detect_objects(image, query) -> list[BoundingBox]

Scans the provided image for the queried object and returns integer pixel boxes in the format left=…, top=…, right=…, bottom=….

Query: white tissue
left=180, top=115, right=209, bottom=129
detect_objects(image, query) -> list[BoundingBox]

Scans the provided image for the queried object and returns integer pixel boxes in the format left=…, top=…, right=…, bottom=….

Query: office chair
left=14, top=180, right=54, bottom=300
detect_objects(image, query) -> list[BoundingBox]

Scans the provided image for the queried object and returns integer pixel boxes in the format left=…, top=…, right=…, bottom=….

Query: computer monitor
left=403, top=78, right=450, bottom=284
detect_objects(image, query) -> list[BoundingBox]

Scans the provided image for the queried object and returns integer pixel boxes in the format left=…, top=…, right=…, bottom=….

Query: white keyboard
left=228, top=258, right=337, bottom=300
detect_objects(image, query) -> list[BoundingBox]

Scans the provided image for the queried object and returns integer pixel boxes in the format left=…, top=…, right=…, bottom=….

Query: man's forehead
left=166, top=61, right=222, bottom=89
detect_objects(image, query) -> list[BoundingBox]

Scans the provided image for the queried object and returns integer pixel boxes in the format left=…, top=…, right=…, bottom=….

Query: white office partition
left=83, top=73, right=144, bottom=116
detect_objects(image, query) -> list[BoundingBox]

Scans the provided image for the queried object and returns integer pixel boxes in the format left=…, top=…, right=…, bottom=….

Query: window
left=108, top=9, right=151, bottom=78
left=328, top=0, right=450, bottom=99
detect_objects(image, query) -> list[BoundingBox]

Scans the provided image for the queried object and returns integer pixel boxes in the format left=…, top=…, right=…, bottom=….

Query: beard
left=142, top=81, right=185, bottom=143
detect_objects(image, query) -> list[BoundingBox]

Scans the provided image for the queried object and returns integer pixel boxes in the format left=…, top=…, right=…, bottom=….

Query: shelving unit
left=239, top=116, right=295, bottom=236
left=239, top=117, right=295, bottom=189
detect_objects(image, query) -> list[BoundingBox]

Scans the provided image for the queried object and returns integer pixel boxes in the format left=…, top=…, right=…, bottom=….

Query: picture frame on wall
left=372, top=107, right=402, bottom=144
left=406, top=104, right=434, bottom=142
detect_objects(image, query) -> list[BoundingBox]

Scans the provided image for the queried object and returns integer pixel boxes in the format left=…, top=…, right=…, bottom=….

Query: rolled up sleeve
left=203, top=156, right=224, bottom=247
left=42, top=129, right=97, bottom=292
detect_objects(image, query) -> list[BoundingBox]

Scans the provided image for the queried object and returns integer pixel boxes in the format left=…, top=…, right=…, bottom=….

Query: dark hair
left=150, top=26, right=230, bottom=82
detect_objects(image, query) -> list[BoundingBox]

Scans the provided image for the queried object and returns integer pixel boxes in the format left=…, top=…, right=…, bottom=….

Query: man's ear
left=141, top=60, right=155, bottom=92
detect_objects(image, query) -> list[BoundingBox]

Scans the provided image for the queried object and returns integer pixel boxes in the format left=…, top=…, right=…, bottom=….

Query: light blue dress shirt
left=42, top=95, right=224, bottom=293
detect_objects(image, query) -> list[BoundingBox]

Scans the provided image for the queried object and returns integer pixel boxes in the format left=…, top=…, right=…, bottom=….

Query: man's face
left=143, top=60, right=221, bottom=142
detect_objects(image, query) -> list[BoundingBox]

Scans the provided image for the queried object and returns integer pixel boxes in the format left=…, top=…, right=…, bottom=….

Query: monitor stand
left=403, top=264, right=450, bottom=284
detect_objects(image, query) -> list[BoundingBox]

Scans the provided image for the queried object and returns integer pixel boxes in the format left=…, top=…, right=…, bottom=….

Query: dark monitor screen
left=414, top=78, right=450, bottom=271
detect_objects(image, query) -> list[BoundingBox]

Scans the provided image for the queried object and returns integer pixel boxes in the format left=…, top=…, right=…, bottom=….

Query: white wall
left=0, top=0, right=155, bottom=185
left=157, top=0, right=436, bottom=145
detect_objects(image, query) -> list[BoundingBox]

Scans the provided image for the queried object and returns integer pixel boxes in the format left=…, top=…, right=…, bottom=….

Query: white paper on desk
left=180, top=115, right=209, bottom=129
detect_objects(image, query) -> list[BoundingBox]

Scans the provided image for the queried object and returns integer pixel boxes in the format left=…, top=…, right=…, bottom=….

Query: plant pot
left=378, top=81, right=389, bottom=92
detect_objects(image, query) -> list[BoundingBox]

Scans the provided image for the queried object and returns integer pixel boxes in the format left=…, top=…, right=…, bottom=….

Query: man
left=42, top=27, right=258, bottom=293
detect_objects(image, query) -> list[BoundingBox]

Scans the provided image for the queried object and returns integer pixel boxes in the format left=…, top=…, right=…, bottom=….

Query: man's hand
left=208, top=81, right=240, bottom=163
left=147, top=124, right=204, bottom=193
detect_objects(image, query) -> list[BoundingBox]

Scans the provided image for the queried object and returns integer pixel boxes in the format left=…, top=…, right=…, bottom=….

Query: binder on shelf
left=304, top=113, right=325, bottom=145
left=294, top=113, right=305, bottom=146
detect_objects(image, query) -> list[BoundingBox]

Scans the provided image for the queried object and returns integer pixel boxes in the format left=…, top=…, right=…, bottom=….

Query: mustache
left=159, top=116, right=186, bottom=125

#####

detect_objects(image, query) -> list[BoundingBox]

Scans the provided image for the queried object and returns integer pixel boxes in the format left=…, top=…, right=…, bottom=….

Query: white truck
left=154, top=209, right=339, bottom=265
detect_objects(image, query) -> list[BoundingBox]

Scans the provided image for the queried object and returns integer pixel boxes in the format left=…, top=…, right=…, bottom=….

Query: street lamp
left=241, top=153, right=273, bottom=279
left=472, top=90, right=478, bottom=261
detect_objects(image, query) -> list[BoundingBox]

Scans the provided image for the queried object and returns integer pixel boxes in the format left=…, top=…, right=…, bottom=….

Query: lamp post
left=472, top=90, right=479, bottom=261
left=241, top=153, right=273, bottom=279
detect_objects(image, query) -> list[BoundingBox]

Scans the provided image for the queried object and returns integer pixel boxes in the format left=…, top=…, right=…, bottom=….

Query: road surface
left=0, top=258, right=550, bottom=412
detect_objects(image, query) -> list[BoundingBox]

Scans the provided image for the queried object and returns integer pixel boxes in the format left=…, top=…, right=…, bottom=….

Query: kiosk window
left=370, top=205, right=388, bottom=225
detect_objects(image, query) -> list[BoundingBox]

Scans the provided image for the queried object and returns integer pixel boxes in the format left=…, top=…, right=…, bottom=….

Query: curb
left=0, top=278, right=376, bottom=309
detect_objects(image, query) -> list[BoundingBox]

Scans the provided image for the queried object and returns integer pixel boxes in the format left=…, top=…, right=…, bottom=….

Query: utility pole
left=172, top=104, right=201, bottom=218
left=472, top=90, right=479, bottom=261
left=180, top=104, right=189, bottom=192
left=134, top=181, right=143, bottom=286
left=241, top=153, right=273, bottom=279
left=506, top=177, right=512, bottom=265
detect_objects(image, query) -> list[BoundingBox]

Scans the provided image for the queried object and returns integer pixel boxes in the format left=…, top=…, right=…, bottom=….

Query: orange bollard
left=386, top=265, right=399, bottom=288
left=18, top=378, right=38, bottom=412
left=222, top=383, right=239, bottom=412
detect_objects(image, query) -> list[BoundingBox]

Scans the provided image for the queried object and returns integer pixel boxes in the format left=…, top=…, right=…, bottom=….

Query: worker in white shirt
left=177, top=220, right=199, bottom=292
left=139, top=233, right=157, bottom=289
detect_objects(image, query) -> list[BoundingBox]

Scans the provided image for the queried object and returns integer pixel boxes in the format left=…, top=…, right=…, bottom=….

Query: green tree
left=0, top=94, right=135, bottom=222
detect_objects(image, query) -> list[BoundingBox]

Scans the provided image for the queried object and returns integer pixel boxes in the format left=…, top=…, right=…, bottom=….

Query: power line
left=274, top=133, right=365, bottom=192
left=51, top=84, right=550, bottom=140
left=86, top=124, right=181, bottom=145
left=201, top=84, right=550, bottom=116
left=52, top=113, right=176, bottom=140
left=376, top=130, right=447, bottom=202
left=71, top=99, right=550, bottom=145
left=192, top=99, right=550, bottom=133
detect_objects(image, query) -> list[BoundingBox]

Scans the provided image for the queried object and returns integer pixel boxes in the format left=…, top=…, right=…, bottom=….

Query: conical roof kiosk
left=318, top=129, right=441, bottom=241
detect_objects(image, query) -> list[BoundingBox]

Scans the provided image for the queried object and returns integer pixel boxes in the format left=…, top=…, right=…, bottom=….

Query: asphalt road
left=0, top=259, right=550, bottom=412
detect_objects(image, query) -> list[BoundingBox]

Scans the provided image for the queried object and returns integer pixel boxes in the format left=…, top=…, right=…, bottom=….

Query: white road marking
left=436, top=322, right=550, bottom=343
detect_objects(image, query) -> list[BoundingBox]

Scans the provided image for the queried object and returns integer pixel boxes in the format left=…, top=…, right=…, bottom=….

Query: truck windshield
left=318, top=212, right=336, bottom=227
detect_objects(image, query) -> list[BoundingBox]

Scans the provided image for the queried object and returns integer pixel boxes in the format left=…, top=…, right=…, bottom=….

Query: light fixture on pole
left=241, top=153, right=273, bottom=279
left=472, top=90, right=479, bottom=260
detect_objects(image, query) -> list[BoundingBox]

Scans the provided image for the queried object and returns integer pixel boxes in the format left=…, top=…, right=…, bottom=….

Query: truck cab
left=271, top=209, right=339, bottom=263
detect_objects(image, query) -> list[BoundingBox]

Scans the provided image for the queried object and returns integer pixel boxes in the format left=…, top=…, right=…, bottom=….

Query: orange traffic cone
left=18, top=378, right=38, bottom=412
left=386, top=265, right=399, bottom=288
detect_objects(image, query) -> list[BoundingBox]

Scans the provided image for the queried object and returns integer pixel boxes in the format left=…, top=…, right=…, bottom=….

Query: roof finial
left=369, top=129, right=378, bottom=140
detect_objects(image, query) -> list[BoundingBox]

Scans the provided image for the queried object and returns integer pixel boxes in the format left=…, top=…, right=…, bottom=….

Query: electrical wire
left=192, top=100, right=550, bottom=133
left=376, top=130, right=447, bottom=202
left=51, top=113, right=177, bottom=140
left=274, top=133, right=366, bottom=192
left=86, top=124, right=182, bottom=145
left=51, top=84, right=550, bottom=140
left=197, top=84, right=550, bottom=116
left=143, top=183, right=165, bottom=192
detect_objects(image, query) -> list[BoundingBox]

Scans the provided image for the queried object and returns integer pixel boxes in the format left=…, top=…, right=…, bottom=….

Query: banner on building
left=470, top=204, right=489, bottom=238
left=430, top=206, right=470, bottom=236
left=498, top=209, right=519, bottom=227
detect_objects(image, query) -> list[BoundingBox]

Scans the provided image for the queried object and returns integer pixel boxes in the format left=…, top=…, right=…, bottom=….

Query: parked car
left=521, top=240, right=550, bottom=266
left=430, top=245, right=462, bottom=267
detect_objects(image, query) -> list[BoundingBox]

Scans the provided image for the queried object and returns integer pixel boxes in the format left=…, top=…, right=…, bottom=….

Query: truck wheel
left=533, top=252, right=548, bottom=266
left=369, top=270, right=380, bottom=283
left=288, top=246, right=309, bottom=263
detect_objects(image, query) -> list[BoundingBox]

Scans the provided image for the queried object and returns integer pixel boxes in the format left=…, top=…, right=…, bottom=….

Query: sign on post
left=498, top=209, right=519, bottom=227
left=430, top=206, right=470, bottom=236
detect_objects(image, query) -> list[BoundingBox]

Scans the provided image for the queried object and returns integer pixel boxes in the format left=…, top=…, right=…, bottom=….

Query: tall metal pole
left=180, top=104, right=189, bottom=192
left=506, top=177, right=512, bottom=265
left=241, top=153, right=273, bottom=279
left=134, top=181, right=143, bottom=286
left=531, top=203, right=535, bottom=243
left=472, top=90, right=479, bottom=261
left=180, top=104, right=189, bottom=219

#####

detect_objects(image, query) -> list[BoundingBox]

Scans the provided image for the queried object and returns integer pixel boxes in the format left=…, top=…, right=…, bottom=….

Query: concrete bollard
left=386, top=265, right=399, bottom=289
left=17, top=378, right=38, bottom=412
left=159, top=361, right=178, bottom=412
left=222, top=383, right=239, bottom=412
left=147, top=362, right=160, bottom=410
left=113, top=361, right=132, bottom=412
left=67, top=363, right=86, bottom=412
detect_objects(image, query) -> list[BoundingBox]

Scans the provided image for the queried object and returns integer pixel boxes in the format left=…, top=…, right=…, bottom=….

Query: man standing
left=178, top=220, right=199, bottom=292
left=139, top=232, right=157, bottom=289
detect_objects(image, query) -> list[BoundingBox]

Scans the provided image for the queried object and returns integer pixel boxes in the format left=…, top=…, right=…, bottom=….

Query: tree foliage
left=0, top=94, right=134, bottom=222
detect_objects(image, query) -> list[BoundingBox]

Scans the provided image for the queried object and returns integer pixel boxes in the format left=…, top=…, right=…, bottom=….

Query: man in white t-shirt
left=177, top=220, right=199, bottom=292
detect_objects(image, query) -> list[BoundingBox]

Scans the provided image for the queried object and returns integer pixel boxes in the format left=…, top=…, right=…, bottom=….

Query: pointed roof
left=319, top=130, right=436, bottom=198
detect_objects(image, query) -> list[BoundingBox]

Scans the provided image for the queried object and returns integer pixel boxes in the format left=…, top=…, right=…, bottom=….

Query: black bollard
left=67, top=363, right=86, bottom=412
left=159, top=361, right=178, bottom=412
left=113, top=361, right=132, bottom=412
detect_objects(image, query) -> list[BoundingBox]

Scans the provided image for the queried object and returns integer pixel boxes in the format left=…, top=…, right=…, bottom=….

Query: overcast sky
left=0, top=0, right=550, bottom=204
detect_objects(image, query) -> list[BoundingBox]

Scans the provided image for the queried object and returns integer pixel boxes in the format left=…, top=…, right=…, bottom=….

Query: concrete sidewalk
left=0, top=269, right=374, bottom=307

#####

Locate every line in the items above that contains the word "pole" and copy each one.

Query: utility pole
Query: light fixture on pole
Query: tall metal pole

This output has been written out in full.